§ PAGE
The fact that the United States is having a conversation about intellectual diversity on campuses is because of a reform movement led by Horowitz, said Miller, who is a junior.
"It's electrifying," he said of Horowitz's speeches. "He has a vast knowledge of all things political."
Nearly five years ago, three days of campus demonstrations followed Horowitz's anti-reparations ad in the Chronicle, for which Miller writes a column. The paid ad, titled "Ten Reasons Why Reparations for Slavery is a Bad Idea -- and Racist Too," said American blacks are better off than Africans and objected that qualification for reparations would be based on skin color.
Miller said he doesn't expect campus demonstrations against Horowitz, although he wouldn't be surprised if the author faces some challenging questions.
Although Duke administrators have distanced themselves from Horowitz's ideas, they supported the Chronicle's decision to print the ad and have underwritten the cost of his planned speech.
About $500 came from the office of public affairs at Duke, university spokesman John Burness said. Other funding was chipped in by the university offices of the provost and student affairs, he said. Such support for speakers invited by student groups is common at Duke, he said.
What isn't common -- or likely at Duke -- would be for the university to subscribe to Horowitz's Bill of Rights, Burness said.
"We don't think we have a problem at Duke," Burness said the university has told Horowitz.
The university can address issues of intellectual diversity on its own, he said. University President Richard Brodhead and previous President Nan Keohane both addressed the issue in statements to faculty, Burness said.
Giving Horowitz a soapbox doesn't amount to endorsing his message, he said.
"We say all the time that when people come to Duke, it doesn't mean the university is sponsoring what he has to say," he said.
Nor can faculty members' beliefs necessarily be classified simply as either liberal or conservative, he said.
"We have between 1,600 and 1,700 faculty, and I would say that represents at least 2,000 opinions," he said.

§ INSTRUCTIONS TO FOLLOW
Duplicate the article on Horowitz's Duke appearance word for word, from "The university can" to "message, he said.".

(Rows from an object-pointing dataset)
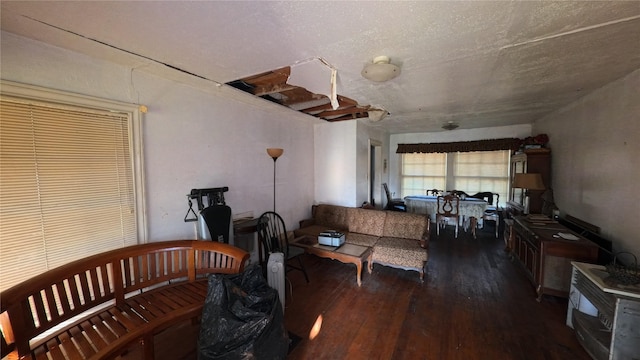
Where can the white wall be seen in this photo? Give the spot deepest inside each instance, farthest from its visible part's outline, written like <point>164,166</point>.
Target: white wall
<point>515,131</point>
<point>595,145</point>
<point>196,135</point>
<point>335,163</point>
<point>365,133</point>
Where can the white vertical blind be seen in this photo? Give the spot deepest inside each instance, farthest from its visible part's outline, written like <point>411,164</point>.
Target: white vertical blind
<point>66,185</point>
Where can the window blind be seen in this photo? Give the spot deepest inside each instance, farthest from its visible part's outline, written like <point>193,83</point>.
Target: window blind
<point>66,185</point>
<point>471,172</point>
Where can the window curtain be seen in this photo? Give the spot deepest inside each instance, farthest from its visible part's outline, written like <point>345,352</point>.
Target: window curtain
<point>461,146</point>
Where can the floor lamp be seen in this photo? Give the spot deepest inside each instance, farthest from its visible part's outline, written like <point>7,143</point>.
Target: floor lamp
<point>531,181</point>
<point>275,153</point>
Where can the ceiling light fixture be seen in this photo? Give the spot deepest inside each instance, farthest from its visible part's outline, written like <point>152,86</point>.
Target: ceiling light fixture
<point>450,126</point>
<point>380,70</point>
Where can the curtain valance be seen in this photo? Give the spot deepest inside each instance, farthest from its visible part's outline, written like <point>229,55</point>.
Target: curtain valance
<point>461,146</point>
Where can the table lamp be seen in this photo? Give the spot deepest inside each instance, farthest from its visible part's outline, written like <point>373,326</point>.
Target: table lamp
<point>531,181</point>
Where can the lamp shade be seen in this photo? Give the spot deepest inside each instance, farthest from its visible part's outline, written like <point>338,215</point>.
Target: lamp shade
<point>274,152</point>
<point>532,181</point>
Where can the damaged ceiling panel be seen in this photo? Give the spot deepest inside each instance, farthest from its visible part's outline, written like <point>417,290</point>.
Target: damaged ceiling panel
<point>273,86</point>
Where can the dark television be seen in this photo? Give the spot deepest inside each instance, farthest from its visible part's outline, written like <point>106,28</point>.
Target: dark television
<point>591,232</point>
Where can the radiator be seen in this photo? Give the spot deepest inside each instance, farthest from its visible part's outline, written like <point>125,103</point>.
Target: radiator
<point>275,275</point>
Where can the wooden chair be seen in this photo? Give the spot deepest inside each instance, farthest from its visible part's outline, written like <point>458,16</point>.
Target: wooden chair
<point>395,204</point>
<point>273,236</point>
<point>492,212</point>
<point>448,208</point>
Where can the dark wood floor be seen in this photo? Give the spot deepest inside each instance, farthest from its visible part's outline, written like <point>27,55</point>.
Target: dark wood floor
<point>474,304</point>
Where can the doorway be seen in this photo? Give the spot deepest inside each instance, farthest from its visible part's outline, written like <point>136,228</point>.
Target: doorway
<point>375,173</point>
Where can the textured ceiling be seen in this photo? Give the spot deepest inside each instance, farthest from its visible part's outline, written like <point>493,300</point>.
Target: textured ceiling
<point>477,64</point>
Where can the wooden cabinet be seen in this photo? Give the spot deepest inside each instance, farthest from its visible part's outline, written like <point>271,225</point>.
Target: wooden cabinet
<point>546,257</point>
<point>529,161</point>
<point>605,316</point>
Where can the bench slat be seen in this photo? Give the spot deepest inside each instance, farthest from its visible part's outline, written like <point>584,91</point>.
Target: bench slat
<point>69,347</point>
<point>94,338</point>
<point>81,342</point>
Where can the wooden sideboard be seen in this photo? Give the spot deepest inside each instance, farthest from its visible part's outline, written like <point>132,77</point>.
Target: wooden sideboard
<point>604,314</point>
<point>545,256</point>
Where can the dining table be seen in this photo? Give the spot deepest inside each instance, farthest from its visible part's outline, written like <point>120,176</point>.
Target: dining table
<point>471,209</point>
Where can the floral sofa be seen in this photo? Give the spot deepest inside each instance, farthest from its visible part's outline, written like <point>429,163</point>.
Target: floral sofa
<point>398,239</point>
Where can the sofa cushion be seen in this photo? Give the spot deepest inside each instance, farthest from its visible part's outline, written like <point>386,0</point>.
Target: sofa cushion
<point>361,239</point>
<point>405,225</point>
<point>365,221</point>
<point>331,216</point>
<point>405,253</point>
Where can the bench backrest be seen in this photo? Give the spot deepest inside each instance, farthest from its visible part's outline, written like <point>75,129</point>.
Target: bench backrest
<point>45,301</point>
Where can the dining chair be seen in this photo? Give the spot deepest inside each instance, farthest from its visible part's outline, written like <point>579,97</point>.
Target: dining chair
<point>273,236</point>
<point>492,212</point>
<point>395,204</point>
<point>448,208</point>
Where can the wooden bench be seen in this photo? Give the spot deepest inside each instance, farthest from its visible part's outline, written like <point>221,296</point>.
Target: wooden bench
<point>103,306</point>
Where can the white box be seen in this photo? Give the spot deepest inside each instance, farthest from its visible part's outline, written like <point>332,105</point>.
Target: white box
<point>331,238</point>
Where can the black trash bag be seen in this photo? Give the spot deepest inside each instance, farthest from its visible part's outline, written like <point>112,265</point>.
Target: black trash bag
<point>242,318</point>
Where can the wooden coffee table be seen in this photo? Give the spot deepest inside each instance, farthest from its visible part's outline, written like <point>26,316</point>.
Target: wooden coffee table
<point>347,253</point>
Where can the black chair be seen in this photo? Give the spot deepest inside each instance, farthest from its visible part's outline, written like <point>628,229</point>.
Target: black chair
<point>395,204</point>
<point>492,212</point>
<point>218,220</point>
<point>273,236</point>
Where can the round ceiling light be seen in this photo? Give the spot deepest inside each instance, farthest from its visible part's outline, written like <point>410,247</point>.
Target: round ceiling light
<point>380,70</point>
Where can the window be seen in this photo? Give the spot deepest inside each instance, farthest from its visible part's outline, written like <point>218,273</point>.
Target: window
<point>471,172</point>
<point>422,171</point>
<point>70,180</point>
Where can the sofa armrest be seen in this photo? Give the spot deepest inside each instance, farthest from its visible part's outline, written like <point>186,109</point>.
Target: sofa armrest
<point>424,242</point>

§ TASK OUTPUT
The university can address issues of intellectual diversity on its own, he said. University President Richard Brodhead and previous President Nan Keohane both addressed the issue in statements to faculty, Burness said.
Giving Horowitz a soapbox doesn't amount to endorsing his message, he said.